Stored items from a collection
++++++
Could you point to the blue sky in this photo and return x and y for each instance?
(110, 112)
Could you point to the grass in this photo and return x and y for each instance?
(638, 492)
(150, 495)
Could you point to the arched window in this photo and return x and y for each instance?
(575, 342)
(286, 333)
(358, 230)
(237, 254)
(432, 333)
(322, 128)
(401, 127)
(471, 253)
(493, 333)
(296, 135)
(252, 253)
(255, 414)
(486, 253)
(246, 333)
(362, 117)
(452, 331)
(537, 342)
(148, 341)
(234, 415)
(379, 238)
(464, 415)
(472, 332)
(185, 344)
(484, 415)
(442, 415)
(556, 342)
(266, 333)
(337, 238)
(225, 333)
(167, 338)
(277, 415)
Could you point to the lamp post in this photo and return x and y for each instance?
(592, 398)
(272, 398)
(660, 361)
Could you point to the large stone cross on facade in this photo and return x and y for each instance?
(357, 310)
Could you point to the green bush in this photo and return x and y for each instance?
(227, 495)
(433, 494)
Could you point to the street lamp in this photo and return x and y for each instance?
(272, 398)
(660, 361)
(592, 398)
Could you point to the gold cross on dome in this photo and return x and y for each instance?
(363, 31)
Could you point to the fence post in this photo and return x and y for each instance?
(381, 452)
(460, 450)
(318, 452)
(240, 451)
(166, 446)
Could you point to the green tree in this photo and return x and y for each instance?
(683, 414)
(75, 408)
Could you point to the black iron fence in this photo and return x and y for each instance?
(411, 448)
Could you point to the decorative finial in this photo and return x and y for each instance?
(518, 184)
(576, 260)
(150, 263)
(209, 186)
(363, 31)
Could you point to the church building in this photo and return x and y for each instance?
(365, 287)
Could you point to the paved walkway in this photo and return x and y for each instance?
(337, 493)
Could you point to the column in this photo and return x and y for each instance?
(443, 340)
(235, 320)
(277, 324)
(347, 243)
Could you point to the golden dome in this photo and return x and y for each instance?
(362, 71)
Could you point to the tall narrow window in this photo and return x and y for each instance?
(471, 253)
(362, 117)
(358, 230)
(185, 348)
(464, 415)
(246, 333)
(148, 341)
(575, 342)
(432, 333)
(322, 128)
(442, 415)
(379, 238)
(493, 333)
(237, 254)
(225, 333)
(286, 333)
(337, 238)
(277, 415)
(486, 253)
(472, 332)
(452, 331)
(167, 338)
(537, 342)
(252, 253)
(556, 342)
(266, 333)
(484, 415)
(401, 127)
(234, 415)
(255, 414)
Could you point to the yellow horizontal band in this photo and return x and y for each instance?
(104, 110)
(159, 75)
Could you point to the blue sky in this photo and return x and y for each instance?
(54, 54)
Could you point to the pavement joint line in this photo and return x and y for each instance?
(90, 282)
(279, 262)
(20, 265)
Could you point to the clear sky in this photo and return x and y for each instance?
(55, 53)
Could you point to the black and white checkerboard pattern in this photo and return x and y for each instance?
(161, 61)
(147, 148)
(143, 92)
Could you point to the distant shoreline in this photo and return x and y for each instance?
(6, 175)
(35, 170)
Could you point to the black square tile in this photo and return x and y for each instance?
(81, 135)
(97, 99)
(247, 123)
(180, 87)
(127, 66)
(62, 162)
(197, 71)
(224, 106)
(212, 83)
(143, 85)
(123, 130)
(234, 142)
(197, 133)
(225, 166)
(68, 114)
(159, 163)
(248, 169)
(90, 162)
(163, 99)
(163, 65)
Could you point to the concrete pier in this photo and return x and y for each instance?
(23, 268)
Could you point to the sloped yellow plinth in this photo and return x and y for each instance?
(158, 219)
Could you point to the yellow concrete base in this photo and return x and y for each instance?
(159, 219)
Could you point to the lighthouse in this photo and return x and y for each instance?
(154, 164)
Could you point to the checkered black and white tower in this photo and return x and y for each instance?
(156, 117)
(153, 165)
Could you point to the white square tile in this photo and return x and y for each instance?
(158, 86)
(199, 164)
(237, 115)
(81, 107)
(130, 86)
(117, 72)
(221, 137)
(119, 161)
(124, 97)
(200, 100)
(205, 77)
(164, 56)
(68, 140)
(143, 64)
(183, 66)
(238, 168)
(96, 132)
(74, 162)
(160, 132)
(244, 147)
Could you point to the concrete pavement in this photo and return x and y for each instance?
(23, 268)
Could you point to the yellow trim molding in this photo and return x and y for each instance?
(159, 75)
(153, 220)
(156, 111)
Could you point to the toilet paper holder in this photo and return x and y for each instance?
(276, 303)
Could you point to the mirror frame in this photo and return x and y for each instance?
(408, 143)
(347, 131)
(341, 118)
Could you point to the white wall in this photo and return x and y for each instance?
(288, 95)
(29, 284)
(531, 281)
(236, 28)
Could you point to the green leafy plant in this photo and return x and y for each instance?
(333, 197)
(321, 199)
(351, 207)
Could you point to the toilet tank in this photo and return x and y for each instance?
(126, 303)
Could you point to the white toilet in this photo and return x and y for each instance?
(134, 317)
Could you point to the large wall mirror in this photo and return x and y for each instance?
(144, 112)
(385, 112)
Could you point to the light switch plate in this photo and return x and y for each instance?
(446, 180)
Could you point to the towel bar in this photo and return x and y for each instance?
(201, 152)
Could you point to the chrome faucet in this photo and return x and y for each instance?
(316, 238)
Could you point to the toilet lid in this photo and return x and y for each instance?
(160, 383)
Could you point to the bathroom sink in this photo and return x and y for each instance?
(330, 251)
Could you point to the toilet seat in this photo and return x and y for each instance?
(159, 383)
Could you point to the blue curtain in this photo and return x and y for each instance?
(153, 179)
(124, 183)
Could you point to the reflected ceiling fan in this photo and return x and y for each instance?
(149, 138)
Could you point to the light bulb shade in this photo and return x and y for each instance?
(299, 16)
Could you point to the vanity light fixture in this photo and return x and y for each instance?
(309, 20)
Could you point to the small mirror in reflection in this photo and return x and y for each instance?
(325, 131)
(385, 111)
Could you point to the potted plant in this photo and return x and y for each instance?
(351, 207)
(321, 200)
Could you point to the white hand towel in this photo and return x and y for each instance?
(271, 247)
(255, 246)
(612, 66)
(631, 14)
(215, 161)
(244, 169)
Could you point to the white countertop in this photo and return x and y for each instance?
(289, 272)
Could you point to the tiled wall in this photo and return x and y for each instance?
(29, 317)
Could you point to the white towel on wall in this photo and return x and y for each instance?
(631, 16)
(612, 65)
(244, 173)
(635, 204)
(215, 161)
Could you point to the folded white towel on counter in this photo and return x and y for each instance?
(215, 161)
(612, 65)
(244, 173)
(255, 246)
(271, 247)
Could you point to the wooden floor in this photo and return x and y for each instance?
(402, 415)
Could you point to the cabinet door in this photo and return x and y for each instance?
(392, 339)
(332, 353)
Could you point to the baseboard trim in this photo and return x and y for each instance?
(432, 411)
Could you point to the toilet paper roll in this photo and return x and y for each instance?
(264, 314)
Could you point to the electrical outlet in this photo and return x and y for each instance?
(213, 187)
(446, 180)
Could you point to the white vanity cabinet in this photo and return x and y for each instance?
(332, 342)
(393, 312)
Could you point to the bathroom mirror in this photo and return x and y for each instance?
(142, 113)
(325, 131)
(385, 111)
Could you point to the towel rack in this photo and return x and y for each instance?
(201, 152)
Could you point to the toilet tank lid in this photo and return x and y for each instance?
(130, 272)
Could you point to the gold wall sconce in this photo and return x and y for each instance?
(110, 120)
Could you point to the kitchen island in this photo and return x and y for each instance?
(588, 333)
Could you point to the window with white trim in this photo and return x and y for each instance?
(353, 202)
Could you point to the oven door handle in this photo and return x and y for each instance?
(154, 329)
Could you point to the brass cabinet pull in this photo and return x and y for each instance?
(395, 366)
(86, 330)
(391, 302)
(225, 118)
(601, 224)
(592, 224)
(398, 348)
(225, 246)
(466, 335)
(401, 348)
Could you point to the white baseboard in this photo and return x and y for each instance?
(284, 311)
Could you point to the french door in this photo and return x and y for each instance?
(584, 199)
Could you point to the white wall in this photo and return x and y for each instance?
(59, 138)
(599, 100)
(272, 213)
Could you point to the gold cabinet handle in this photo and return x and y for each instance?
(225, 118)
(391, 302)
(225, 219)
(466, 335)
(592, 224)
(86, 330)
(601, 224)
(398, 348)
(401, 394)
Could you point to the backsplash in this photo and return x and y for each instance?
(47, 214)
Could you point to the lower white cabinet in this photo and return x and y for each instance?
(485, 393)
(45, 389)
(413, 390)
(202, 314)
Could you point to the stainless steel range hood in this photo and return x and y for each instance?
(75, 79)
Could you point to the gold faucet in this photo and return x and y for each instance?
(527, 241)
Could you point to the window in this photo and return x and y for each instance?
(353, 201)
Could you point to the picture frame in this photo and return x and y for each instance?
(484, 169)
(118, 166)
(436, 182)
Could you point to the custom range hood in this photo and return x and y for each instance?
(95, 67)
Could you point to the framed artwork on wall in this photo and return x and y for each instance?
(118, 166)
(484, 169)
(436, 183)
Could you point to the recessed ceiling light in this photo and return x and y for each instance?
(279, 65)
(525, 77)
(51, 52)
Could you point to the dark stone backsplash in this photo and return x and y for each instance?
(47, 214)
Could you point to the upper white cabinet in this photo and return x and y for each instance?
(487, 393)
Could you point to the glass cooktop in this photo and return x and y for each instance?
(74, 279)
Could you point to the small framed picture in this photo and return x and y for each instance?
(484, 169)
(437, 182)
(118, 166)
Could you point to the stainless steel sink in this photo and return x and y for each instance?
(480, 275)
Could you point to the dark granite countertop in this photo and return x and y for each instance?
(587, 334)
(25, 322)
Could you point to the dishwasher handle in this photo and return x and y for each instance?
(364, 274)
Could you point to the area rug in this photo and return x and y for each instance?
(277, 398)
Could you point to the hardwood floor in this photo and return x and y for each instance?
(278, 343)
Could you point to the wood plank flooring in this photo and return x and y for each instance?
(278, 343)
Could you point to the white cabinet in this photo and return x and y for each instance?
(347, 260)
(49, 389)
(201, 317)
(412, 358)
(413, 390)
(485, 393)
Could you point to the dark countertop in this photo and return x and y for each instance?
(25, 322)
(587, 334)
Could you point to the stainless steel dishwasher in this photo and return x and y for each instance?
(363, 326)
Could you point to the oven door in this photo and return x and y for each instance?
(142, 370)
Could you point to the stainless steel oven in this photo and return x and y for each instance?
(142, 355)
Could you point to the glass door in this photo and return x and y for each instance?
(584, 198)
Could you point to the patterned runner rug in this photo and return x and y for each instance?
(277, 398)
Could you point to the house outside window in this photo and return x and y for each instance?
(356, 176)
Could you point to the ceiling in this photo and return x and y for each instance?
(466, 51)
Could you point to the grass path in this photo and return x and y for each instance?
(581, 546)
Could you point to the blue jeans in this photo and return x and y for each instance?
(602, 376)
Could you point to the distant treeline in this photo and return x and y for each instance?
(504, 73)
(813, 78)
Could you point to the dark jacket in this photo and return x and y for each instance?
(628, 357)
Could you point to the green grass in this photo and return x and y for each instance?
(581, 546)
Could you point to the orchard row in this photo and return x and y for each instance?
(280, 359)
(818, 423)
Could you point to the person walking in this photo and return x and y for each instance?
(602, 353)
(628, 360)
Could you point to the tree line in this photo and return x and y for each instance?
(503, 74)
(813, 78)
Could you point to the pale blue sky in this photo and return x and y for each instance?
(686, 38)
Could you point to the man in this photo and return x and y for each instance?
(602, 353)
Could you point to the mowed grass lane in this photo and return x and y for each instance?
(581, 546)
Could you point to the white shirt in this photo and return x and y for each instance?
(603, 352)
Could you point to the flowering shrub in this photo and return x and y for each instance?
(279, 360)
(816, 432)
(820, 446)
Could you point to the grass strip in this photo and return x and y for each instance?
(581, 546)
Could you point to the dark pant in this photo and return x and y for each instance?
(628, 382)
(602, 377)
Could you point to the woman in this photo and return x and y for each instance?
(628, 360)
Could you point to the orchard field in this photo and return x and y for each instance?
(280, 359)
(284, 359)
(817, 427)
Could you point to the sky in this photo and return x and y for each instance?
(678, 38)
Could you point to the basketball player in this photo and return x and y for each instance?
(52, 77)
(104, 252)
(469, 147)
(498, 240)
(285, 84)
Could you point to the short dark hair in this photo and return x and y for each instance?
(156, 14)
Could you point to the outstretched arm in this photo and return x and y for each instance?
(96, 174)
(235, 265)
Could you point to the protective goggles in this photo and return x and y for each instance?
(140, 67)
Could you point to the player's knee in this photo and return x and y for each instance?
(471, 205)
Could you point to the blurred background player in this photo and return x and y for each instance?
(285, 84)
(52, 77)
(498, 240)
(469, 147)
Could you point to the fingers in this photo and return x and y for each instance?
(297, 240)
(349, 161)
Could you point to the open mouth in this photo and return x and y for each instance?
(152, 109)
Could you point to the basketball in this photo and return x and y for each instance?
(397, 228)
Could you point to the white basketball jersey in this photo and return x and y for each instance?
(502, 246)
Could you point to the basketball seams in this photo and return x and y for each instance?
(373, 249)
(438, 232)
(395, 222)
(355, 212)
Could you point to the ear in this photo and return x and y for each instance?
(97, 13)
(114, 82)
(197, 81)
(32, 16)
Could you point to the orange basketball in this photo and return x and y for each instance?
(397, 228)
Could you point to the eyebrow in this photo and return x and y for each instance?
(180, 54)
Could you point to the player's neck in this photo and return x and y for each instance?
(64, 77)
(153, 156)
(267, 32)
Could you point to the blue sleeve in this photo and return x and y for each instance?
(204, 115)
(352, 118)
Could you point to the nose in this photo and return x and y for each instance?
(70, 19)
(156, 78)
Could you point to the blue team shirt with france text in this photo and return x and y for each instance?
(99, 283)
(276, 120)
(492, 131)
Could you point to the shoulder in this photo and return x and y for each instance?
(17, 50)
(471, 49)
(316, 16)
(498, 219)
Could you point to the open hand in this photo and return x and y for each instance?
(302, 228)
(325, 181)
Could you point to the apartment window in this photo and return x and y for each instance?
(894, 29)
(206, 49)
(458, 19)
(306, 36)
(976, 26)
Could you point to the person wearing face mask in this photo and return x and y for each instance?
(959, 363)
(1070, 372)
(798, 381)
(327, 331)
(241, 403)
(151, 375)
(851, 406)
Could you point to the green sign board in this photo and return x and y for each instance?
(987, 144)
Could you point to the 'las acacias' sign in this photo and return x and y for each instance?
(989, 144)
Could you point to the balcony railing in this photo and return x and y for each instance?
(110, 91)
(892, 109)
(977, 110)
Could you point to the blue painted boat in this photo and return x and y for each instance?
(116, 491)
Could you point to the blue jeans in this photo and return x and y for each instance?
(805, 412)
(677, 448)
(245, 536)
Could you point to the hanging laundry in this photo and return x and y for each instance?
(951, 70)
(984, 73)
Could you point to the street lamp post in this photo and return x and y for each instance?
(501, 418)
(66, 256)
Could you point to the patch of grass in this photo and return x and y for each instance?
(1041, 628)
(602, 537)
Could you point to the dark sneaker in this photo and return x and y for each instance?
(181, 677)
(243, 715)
++++++
TASK PROMPT
Reproduce the listing above exactly from the line containing "Could you point to the 'las" through its last line, with both of those lines included.

OUTPUT
Could you point to the 'las acacias' sign in this photo and return x and y for each instance?
(989, 144)
Could you point to the balcony railing in this photo and return x and y for each instance?
(110, 91)
(892, 109)
(977, 110)
Could you point to the blue painted boat in this photo and return x and y for each instance?
(116, 491)
Could you point to the blue jeans in this photo and return x and y for each instance?
(805, 412)
(677, 448)
(245, 536)
Could you point to the hanging laundry in this photo and return x and y for each instance?
(951, 70)
(984, 73)
Could you point to the street lamp post in this photo and return x and y for each instance?
(501, 418)
(66, 256)
Could you point to the patch of grass in this photo and return x and y for each instance?
(1041, 628)
(602, 537)
Could you point to the dark sneaker in this photo and return x and y for each instance?
(181, 677)
(243, 715)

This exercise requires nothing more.